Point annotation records
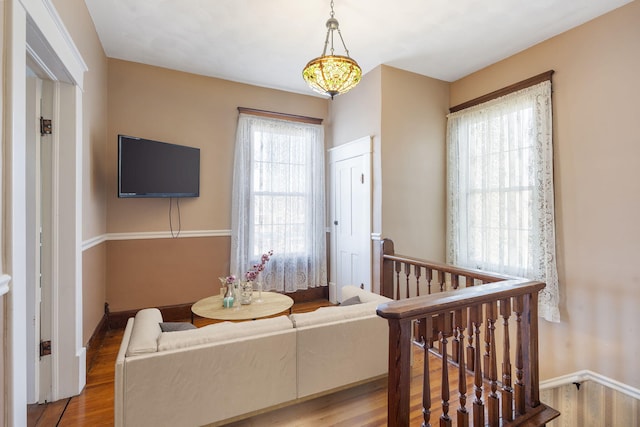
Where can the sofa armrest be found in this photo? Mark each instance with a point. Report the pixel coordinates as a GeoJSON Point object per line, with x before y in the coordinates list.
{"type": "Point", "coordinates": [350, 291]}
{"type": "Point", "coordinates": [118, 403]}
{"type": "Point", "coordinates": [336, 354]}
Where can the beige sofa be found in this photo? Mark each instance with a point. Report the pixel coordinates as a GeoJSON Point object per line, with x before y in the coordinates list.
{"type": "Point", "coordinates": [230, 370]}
---
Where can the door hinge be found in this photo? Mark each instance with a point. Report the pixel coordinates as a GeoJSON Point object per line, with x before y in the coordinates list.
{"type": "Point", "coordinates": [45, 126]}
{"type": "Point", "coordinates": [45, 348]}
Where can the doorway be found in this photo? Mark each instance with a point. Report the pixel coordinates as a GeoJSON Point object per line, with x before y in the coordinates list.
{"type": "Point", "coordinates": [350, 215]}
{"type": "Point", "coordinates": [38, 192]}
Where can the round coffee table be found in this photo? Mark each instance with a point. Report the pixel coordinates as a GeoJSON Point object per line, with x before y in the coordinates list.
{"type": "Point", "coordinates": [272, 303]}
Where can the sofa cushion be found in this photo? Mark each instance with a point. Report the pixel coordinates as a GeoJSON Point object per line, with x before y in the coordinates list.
--
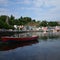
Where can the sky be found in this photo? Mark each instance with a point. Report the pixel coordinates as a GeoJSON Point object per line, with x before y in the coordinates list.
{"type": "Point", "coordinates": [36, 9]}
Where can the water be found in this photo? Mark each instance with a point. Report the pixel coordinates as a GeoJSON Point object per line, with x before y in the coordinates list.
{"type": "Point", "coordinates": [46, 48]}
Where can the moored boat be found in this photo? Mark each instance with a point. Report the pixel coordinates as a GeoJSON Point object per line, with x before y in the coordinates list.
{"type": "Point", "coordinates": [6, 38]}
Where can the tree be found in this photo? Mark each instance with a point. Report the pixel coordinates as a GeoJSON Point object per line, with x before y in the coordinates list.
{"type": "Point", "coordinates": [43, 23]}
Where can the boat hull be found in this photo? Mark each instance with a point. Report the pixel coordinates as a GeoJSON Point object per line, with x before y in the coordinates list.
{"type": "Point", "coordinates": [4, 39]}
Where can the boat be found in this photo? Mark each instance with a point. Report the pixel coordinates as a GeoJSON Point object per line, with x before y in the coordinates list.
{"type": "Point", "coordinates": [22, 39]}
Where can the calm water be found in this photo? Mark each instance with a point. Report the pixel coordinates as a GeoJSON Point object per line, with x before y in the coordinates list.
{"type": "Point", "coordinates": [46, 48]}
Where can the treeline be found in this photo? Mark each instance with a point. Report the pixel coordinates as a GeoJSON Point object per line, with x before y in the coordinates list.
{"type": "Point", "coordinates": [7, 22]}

*Short exercise:*
Gather each line of the listing above that contains the string "water", and copy those lines over unchanged.

*Solved problem:*
Where can the water be found in this photo? Mark each instance with a point. Report the pixel coordinates as a GeoJSON Point object per line, with x before y in the coordinates list.
Where can the calm water be found in this photo? Mark each instance with a point. Report the pixel coordinates as a GeoJSON Point object per line, with x before y in the coordinates list.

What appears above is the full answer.